* Passage shown
▽

I work with kids every summer in this camp that sit with me and tell me they feel hopeless. They feel like they have nothing. These are kids that have been through abuse. These are kids that are in foster programs that I work with. They detest themselves, and I’m there to say, “Listen. I’m here because I get that.” My voice resonates with them because it’s the truth that’s coming from me. And kids sense that. They know when you’re [being honest]. They can tell the real deal. If my voice can resonate that way with kids, maybe it will resonate through this film as well, and they’ll hear that little something that I’m giving to them, a performance that says to them, “I want to try.” It’s all interconnected. I don’t think it’s thinking too deeply about it.
That’s what these movies have always done. They’ve done it for me and they do it for so many families. It gives you hope. A little bit of hope can seep into everything, so two hours of hope in a movie can absolutely change your life. It did. I saw E.T. I loved that movie. I was never the same after that. My family suffered a lot of hardship. We had a lot of dark moments growing up, but my mom took me to see E.T. We sat on the movie theater stairs right after because I was so excited to talk about it. We left the theater and sat right on the stairs. It’s an emotional thing to even talk about, because talking to my mother there, I know that our connection and what she gave to me through explaining to me what we just saw, it made me want to someday create something that would entertain the world. I said, “What is this? Where will this go? Who made this?” And she said, “Well, his name is Steven Spielberg and he did it.” And she walked me through it, and I said, “I want to do something that moves the world.”

△

* Set exercise 1
Copy the stretch from "I work with kids" through "deeply about it." in the passage about camp and E.T.
* Set exercise 2
In the passage about camp and E.T., where did the speaker and the speaker's mother sit right after leaving the theater?
* Set exercise 3
Pick up the passage about camp and E.T. after its last sentence and keep it going.

* Provided data
▽

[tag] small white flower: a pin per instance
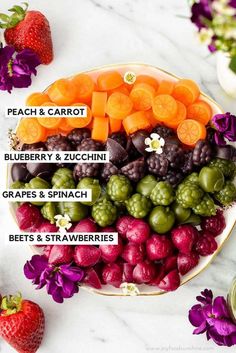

△

* Exercise output 1
I work with kids every summer in this camp that sit with me and tell me they feel hopeless. They feel like they have nothing. These are kids that have been through abuse. These are kids that are in foster programs that I work with. They detest themselves, and I’m there to say, “Listen. I’m here because I get that.” My voice resonates with them because it’s the truth that’s coming from me. And kids sense that. They know when you’re [being honest]. They can tell the real deal. If my voice can resonate that way with kids, maybe it will resonate through this film as well, and they’ll hear that little something that I’m giving to them, a performance that says to them, “I want to try.” It’s all interconnected. I don’t think it’s thinking too deeply about it.

* Exercise output 2
On the movie theater stairs.

* Exercise output 3
Have you ever had a chance to meet Steven Spielberg during your career?
Cook: I did.
Did you tell him about that?
Cook: It’s an incredible thing. Yeah. It’s a pinch me moment because I auditioned for a film of his about three years ago, for a drama, and I went on tape for his casting director. I got a call from my agent later that day. He said, “Steve Spielberg wants to meet you for dinner. He loved what you did.” I couldn’t believe it. My mother had passed away by this time. Yeah. I had lost both my parents by that time. I couldn’t believe I was finally going to get a chance to meet him. It was like sitting on those stairs after seeing E.T. and saying to myself, “That’s the direction you need to go in.” And so, the dinner didn’t end up happening that night. A couple weeks later, I was at an event and somebody came up and tapped me on the shoulder and said, “I’m an assistant to Mr. Spielberg and he would like to meet you.” He brought me to his table, and I sat with him for about a half hour and got to talk about that story, about E.T. and acting. He’s Steven Spielberg, but the amount of grace and him bringing me into his world, I was so very appreciative. I took a lot from that conversation. Almost like what he gave me when I was a kid, he did it again twenty some odd years later as an adult.
Are you looking forward to being part of the Planes sequel?
Cook: Absolutely. First of all, if you look at the Toy Story movies, the sequels always go in such unique directions that it doesn’t feel like retreads. Toy Story 3 is incredible. I mean, there is some dark stuff in there. It does get sad. I liken it to Empire Strikes Back. Star Wars was so light and up. They’ve managed to create a story for the sequel that takes Dusty and puts him in a new atmosphere, but now with his newfound confidence, so it’s not a retread like, “Oh, I’ve got to try and make it.” Now it’s something completely different. It’s growth. It’s like evolution even in this character. I can’t wait to talk about that more later. Right now, I just want this film to come out and make an impact on people.
Do you have any other projects?
Cook: Oh yes, I have a tour. I’m celebrating 23 years of stand-up comedy this year, but more importantly, I’m celebrating that it’s 10 years since my first CD released which truly changed my life. It gave me a career. Ten years ago, my fans really gave me a career at that point. And so, I’m doing a new tour in September and I’m going to film that. For the 10-year anniversary, I’m releasing a new bit of material, a new hour special. That’s been my focus this year.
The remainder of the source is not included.